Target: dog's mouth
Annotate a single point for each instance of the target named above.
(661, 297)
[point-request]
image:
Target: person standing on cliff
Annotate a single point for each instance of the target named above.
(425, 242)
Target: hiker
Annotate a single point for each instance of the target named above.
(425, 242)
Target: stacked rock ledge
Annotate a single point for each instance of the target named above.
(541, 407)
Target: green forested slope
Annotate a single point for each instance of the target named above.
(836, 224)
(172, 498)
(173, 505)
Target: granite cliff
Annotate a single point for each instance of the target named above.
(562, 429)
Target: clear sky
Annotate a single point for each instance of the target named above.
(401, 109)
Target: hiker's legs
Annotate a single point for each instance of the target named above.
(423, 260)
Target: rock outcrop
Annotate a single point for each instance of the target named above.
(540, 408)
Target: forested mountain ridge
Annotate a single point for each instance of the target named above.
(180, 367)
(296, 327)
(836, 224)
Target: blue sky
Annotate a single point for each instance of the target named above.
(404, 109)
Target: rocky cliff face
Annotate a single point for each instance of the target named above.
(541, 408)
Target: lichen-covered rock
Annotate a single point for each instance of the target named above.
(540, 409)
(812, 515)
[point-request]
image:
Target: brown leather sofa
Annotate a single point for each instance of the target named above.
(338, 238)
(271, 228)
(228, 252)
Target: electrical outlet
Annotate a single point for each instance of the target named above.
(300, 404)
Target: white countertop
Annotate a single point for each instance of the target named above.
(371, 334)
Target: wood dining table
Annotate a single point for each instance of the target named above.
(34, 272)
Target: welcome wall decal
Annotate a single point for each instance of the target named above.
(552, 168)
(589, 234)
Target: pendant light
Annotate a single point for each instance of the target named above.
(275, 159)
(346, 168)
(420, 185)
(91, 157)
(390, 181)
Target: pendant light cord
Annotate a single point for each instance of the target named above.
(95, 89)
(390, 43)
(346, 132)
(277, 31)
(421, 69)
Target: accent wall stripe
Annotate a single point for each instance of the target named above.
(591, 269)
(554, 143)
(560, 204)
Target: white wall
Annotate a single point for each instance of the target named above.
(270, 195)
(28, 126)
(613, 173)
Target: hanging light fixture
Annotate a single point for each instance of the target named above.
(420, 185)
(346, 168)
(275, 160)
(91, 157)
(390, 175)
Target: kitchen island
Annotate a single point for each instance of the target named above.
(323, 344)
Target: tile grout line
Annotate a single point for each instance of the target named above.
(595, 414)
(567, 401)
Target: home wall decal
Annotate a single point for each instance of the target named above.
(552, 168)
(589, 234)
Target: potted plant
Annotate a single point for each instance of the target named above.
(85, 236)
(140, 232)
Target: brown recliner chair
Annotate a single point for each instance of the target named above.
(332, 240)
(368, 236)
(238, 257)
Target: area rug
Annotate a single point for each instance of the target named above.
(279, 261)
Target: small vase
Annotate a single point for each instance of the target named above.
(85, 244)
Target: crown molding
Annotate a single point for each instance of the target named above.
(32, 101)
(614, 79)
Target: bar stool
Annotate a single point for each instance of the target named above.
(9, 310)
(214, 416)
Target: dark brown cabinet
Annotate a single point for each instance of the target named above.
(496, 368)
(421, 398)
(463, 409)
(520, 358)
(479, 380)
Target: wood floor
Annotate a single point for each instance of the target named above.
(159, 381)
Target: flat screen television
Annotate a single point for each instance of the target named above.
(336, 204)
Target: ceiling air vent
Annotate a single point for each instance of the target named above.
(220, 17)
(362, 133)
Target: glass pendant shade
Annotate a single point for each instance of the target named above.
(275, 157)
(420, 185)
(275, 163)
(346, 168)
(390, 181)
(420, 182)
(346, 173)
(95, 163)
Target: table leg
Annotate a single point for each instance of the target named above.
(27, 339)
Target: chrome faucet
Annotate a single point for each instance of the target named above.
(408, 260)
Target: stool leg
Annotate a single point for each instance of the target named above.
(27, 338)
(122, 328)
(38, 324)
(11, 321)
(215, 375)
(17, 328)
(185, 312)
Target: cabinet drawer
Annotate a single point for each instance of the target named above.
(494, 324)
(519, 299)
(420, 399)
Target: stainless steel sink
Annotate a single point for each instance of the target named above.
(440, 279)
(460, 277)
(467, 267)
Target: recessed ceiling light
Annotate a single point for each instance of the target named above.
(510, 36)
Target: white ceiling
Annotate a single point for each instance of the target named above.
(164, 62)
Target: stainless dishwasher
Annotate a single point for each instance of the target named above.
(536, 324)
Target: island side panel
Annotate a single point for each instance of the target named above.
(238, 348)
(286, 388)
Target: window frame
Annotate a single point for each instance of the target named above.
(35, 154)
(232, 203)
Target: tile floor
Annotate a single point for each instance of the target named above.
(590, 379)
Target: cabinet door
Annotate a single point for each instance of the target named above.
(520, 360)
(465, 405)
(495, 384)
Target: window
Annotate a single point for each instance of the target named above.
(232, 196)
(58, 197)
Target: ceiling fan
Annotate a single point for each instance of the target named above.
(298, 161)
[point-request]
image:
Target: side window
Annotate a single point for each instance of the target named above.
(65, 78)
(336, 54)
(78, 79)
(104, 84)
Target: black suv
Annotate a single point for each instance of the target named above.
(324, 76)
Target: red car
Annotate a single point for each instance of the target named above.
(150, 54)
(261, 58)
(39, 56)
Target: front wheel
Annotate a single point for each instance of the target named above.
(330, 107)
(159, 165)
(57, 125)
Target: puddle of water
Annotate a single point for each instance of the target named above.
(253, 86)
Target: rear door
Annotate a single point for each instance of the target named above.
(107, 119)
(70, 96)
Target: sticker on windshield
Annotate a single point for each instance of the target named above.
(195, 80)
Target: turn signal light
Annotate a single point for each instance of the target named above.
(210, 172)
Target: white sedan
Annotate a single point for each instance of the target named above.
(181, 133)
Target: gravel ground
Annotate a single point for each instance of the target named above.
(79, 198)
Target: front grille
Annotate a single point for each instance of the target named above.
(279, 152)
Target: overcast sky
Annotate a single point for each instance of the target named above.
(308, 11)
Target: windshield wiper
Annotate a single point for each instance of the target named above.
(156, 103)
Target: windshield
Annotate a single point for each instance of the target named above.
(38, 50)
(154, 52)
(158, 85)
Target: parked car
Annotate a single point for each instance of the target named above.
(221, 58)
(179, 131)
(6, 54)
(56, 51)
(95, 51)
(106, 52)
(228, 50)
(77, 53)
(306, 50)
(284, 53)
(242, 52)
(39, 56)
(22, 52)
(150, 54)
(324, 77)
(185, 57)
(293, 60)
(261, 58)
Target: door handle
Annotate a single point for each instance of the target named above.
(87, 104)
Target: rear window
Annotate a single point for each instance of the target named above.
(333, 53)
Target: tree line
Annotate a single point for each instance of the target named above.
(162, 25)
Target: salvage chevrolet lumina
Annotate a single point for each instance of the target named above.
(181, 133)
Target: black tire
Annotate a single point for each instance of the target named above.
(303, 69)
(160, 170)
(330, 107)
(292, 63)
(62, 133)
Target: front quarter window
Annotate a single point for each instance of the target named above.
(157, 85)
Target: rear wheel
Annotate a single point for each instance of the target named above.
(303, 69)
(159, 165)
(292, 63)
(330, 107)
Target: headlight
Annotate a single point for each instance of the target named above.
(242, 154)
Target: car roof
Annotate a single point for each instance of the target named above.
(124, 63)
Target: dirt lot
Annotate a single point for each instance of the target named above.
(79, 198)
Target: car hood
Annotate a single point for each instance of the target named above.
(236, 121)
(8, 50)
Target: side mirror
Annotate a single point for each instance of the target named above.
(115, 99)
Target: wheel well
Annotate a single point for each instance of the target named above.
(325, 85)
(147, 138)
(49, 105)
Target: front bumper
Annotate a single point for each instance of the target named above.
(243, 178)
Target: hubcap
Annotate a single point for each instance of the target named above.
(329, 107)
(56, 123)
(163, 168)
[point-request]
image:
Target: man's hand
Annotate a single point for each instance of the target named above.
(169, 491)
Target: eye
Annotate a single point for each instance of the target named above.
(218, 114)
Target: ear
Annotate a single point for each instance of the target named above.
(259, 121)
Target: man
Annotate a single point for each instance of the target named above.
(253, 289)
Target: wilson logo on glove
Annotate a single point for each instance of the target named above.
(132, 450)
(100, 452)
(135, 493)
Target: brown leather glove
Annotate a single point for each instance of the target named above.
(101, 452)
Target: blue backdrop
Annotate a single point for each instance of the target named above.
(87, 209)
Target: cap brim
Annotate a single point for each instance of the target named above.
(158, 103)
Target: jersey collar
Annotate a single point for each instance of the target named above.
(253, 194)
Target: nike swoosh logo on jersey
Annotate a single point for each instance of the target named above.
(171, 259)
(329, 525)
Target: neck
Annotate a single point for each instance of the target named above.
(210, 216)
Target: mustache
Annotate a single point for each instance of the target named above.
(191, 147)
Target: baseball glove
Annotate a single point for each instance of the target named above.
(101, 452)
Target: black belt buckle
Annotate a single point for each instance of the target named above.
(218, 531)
#####
DIRECTIONS:
Emit verbatim the lines running from the one with "Target: nike swoosh logo on jersey" through the last line of the data, both endpoints inclusive.

EXERCISE ANSWER:
Target: nike swoosh logo on jersey
Annotate a single point for each instance of the target named above.
(171, 259)
(329, 525)
Target: neck
Annotate a single point for each instance of the target named above.
(210, 216)
Target: mustache
Annotate a single point for each instance of the target named above.
(191, 147)
Target: baseball glove
Annotate a single point for each instance of the target named above.
(101, 452)
Target: black belt buckle
Annotate a single point for each instance of the target named above.
(218, 531)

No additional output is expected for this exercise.